Give the entries below as a Markdown table with two columns, Row and Line. Put a row number and one line of the entries in each row, and leave out blank lines.

Named-object pointing entries
####
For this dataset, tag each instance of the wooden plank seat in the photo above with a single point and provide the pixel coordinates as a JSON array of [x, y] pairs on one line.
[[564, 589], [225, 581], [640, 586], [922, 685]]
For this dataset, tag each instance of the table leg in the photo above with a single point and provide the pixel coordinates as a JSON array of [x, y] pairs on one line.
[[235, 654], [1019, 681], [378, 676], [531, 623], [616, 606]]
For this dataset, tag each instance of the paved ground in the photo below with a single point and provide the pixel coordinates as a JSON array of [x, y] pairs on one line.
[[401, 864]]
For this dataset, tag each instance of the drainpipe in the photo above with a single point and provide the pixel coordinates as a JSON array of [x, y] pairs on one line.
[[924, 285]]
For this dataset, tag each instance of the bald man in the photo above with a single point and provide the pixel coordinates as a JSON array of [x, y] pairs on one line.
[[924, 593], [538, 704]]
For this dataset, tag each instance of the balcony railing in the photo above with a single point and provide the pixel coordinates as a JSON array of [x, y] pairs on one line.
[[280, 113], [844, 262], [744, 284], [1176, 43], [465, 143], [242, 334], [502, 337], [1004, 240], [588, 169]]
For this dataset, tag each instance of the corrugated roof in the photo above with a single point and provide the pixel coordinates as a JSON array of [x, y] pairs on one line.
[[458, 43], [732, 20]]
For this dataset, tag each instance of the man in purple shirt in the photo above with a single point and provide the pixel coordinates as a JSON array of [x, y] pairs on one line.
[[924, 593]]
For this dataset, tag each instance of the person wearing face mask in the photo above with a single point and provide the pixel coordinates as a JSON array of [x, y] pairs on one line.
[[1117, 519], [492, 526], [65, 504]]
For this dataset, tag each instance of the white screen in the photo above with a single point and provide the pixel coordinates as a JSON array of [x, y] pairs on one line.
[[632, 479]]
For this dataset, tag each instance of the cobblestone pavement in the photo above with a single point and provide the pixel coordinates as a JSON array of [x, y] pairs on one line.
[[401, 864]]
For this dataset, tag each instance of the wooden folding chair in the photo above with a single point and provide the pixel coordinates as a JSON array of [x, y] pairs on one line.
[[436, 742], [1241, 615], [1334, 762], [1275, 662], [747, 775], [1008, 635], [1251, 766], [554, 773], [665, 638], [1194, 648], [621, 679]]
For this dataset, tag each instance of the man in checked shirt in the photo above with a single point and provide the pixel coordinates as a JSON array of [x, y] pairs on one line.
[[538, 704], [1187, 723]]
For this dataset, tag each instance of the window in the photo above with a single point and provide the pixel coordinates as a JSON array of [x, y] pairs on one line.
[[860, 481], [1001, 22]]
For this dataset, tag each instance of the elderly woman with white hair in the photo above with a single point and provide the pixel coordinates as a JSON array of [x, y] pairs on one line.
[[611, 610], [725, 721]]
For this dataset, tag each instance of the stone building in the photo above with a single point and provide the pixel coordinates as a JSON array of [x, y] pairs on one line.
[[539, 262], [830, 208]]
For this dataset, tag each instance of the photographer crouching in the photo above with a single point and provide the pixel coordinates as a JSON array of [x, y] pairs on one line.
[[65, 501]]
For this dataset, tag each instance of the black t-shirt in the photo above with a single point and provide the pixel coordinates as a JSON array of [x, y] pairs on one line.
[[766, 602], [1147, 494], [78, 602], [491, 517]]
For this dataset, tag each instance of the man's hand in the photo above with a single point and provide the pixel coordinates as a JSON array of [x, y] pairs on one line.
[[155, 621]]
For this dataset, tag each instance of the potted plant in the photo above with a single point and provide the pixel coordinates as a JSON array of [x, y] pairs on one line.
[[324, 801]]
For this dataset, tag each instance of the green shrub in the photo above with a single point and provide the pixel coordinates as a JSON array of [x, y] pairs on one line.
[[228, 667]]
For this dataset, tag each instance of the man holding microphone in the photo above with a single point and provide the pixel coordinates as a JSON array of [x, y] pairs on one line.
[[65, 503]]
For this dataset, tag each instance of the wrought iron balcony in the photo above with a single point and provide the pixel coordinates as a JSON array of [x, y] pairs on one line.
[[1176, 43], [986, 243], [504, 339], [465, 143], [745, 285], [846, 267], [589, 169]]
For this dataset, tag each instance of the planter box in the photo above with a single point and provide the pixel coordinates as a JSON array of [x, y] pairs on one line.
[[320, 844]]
####
§ Solved exercise
| Row | Line |
|---|---|
| 1 | For this dataset, tag each instance of the wooden plank seat in the photo above with a single point and provide the pixel coordinates as a JSON array of [x, y] pairs on one line. |
| 2 | [[564, 589], [225, 581], [640, 586], [922, 685]] |
| 3 | For this dataset, tag each instance of the table leg in the photo above with a single point and provide the pixel coordinates as a JSON array of [x, y] pairs on one line. |
| 4 | [[235, 654], [1019, 681], [378, 676], [531, 623], [616, 606]] |
| 5 | For this dataset, tag each instance of the paved ground in the photo below with a single point and provide the pixel coordinates as a JSON array of [x, y] pairs on one line. |
| 6 | [[401, 864]] |
| 7 | For this dataset, tag each instance of the drainpipe in the photo above with a single point and provide the pixel coordinates as a JSON array of [x, y] pairs on one line. |
| 8 | [[924, 285]] |
| 9 | For this dataset, tag each instance of the bald man in the photo above with a single point and provide the pixel coordinates as a JSON array of [x, y] pairs on one line. |
| 10 | [[924, 593], [538, 704]] |
| 11 | For this dataset, tag each instance of the balcony railing in the photo above with a single point and provide the pixel coordinates as a JSON array of [x, y] pairs on one line. |
| 12 | [[280, 113], [844, 262], [744, 284], [1176, 43], [465, 143], [242, 334], [502, 337], [1004, 240], [588, 169]] |
| 13 | For this dataset, tag each instance of the corrugated roof in the photo above with a single point and provide the pixel coordinates as a JSON array of [x, y] pairs on one line. |
| 14 | [[458, 43], [732, 20]] |
| 15 | For this dataset, tag each instance of the man in purple shirt in the photo above with a single point and provide the pixel coordinates as a JSON array of [x, y] pairs on one line. |
| 16 | [[924, 593]] |
| 17 | For this dataset, tag each instance of the person wearing face mask in the photo above with a single point and provide the pixel coordinates as a JSON array of [x, y] pairs on one line. |
| 18 | [[1117, 519], [492, 526], [65, 504]] |
| 19 | For this dataset, tag each instance of the white screen in the photo above with a single point and provide the pixel coordinates as a JSON array of [x, y] pairs on one line. |
| 20 | [[632, 479]] |
| 21 | For this dataset, tag each instance of the cobblestone pavement in the photo above with a single point and provide the pixel coordinates as a JSON array of [x, y] pairs on one line. |
| 22 | [[401, 864]] |
| 23 | For this dataset, tag each instance of the wooden folding chair in the photo above with a single point and provide the pixel coordinates as a JSON array of [x, y] pairs on one line. |
| 24 | [[436, 742], [1241, 615], [1334, 762], [1275, 662], [747, 775], [1008, 635], [1251, 766], [554, 773], [665, 638], [1194, 648], [621, 679]] |
| 25 | For this dataset, tag each instance of the man in checked shirt in the photo above with a single point and provide the pixel coordinates as a JSON array of [x, y] pairs on one line. |
| 26 | [[538, 704], [1187, 723]] |
| 27 | For this dataset, tag each instance of the window in the photo above with a single point and provide the pixel coordinates as a JSON array of [x, y] pairs on one line. |
| 28 | [[860, 481], [1001, 22]] |
| 29 | For this dataset, tag each instance of the elderly woman with white hair in the photo above with a single point and provide the pixel coordinates as a JSON array of [x, y] pairs on one line. |
| 30 | [[611, 610], [725, 721]] |
| 31 | For this dataset, tag each instance of the stone building in the photo above with a single point and provide the pixel coordinates as a JSON array of [x, y] pairs on one line. |
| 32 | [[539, 262], [830, 208]] |
| 33 | For this dataset, tag each instance of the photographer crouching in the photo above with a single point and provide the pixel coordinates as a JSON array of [x, y] pairs on one line. |
| 34 | [[65, 501]] |
| 35 | For this dataset, tag each instance of the black t-shirt in the photo above with a single point and provide the pixel coordinates as a JSON array of [x, y] pairs on one line. |
| 36 | [[766, 602], [1147, 494], [78, 602], [491, 517]] |
| 37 | For this dataset, tag each instance of the man's hand in the photo above with a single point and provide the pixel coordinates as a JSON array of [x, y] pairs on one line. |
| 38 | [[155, 621]] |
| 39 | For this dataset, tag each instance of the potted plant in the photo above with a single point and provide the pixel coordinates as a JSON array of [x, y] pairs on one line. |
| 40 | [[324, 801]] |
| 41 | For this dataset, tag each instance of the green shrub in the photo above with a single point and provide the pixel coordinates as a JSON array of [x, y] pairs on one line. |
| 42 | [[228, 667]] |
| 43 | For this dataset, tag each instance of the man holding microphone in the photo above with a single point and provide the pixel coordinates as a JSON array of [x, y] pairs on one line. |
| 44 | [[65, 503]] |
| 45 | For this dataset, tag each instance of the wrought iron balcony in the photo above with a single point and provide the pixel coordinates as a JSON array of [x, y] pairs on one line. |
| 46 | [[1176, 43], [986, 243], [504, 339], [465, 143], [745, 285], [846, 267], [589, 169]] |
| 47 | For this dataset, tag each instance of the planter box in the photo above with a single point and provide the pixel coordinates as a JSON array of [x, y] pairs on one line. |
| 48 | [[320, 844]] |